* PAGE

::::::::::

Femme dans la forêt

Texte de Julia Haenni
par le Collectif Merci pour la tendresse
Université La Sorbonne Nouvelle Paris 3

Texte de Julia Haenni (L’ARCHE - éditeur & agence théâtrale)

Date : Mercredi 23 novembre 2022
Horaires : 20h - 21h15
Lieu : Théâtre Bernard-Marie Koltès
Durée : 1h15
Discipline : Théâtre

Femme dans la forêt

Théo Lambros

Texte : Julia Haenni
Mise en scène : Collectif Merci pour la tendresse
Traduction : Katharina Stalder
Avec : Chiara Galliano, Margaux Maugendre, Annouck Saussier, Nina Vantieghem, Juliette Welsch
Scénographie : Mélusine Mayance
Création lumière : Corentin Nagler
Création sonore : Jullian Rivière et Alexis Bruneel

Pièce chorale et polyphonique, Femme dans la forêt convoque un univers étrange et dédalesque. La multiplicité des univers convoqués par le texte (récit intime, épopée, horreur, fantastique) nous a donné envie de créer un théâtre d’images sensible, visuel et musical.

Six comédiennes portent la voix diffractée d’une femme - ou peut-être celles de toutes les femmes ? Submergée par son quotidien, elle lutte pour maintenir l’équilibre des choses. Le monde devient hostile et partout, se répand une horde de femmes. Elle n’a plus d’alternative : elle fuit à travers la ville jusque dans la forêt.

Dans ce texte plastique, au rythme effréné, les espaces et les états apparaissent et disparaissent au détour d’une réplique. Pour suivre sa cadence, le dispositif scénographique est léger, modulable et manipulé à vue par les comédiennes.

La forme monolithe du texte de Julia Haenni, sans distribution pré-établie, offre un formidable terrain de jeu dramaturgique. Nous avons fait corps avec lui et sculpté dans cette matière fragmentaire les voix de nos femmes.

Ce texte protéiforme, étrange, à l’humour parfois absurde, dessine un univers inintelligible et violent : le trajet en tram déclenche une angoisse claustrophobique, la file d’attente à la boulangerie devient pugilat, la maison est envahie de corps étrangers.

Aux prises avec cette fracture du texte et du monde, le collectif constitue un enjeu crucial et politique de notre création : la choralité devient outil de réconciliation et de sororité.

::::::::::

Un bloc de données
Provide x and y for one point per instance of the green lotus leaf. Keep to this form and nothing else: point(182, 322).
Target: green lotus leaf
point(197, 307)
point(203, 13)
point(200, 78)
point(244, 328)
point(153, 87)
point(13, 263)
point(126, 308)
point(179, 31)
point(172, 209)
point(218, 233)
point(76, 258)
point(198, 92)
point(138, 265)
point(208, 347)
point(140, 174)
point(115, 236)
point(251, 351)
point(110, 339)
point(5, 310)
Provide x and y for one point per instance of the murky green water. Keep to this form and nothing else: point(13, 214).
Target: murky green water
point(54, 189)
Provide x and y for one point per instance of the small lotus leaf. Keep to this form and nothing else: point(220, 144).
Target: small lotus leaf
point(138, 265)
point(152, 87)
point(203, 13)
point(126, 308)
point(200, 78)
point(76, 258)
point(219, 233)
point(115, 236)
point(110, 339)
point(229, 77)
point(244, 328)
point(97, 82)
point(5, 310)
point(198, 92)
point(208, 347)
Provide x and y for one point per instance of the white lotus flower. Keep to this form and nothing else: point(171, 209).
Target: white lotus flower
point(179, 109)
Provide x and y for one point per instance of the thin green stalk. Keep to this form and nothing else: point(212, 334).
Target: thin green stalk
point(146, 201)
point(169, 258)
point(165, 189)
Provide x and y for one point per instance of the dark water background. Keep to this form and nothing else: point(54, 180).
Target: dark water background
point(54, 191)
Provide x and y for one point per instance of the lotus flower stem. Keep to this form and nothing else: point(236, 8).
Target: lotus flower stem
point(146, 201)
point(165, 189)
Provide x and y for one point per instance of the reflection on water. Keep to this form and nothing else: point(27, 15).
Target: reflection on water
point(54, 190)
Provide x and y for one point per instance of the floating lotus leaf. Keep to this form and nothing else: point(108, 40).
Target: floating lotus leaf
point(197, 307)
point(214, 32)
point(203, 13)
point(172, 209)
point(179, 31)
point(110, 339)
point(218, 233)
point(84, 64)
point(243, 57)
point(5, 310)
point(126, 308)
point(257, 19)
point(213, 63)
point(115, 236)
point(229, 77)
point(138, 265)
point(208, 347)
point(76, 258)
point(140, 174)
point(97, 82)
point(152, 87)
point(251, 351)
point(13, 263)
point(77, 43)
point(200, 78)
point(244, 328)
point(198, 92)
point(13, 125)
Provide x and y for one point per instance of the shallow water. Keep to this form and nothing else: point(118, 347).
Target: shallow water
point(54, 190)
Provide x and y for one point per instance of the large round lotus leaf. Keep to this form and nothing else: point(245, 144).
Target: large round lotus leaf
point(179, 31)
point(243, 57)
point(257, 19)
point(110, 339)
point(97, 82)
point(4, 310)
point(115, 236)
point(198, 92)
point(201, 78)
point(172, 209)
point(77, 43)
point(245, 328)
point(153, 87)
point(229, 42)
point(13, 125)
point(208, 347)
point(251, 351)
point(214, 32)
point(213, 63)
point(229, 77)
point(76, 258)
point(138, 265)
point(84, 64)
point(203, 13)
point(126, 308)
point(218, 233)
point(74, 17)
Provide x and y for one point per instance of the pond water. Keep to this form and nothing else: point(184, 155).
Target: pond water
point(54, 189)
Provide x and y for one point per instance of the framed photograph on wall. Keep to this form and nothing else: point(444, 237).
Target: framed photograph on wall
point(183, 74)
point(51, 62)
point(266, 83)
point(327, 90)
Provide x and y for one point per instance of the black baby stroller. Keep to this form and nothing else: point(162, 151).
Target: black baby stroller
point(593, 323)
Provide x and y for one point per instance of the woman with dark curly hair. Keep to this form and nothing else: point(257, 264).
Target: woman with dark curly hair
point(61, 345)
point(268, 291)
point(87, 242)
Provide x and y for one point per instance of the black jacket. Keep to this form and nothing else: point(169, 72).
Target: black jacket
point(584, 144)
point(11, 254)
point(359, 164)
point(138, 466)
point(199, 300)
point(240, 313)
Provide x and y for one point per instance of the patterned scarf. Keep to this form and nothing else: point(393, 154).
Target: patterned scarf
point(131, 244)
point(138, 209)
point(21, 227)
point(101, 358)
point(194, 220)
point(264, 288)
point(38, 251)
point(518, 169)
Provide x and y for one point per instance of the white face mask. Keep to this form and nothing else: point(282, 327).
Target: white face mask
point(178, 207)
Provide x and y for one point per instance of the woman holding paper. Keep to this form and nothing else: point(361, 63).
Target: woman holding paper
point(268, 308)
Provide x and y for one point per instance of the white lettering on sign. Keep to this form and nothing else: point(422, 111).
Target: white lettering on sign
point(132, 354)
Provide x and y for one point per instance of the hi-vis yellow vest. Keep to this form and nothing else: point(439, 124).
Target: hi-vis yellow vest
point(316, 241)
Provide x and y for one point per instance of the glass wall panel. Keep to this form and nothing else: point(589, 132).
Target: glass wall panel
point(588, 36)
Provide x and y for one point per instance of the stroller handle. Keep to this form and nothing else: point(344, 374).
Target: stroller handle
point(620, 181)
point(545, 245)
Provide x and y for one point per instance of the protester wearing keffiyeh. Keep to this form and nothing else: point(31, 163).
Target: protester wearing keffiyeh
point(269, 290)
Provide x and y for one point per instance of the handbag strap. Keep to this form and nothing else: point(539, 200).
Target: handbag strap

::::::::::

* TRAVAIL À FAIRE
A - Selon la présentation de Femme dans la forêt, pourquoi le dispositif scénographique est-il léger, modulable et manipulé à vue par les comédiennes ? Répondez en une à trois phrases.
B - Poursuivez la présentation de Femme dans la forêt à partir de sa dernière phrase.

* RÉPONSES AUX TÂCHES
A - Le dispositif est conçu ainsi pour suivre la cadence du texte. Son rythme est effréné, et les espaces et les états y apparaissent et disparaissent au détour d'une réplique.

B -
Photo : Théo Lambros

Entretien

Nous avons rencontré Annouck Saussier et Nina Vantieghem, membres du collectif Merci pour la tendresse qui met en scène Femme dans la Forêt1, écrit par l’autrice Julia Haenni en 2018. Elles s’expriment sur la genèse du projet et l’originalité du texte, mais également sur la complexité de la mise en scène et de ses enjeux au sein d’un travail signé par les cinq membres du collectif.

« Par l’humour, on travaille la frontière poreuse entre les moments où on rit franchement et les situations terribles. » — Annouck Saussier et Nina Vantieghem

Tout d’abord, pouvez-vous nous parler du collectif Merci pour la tendresse et de vos intentions ?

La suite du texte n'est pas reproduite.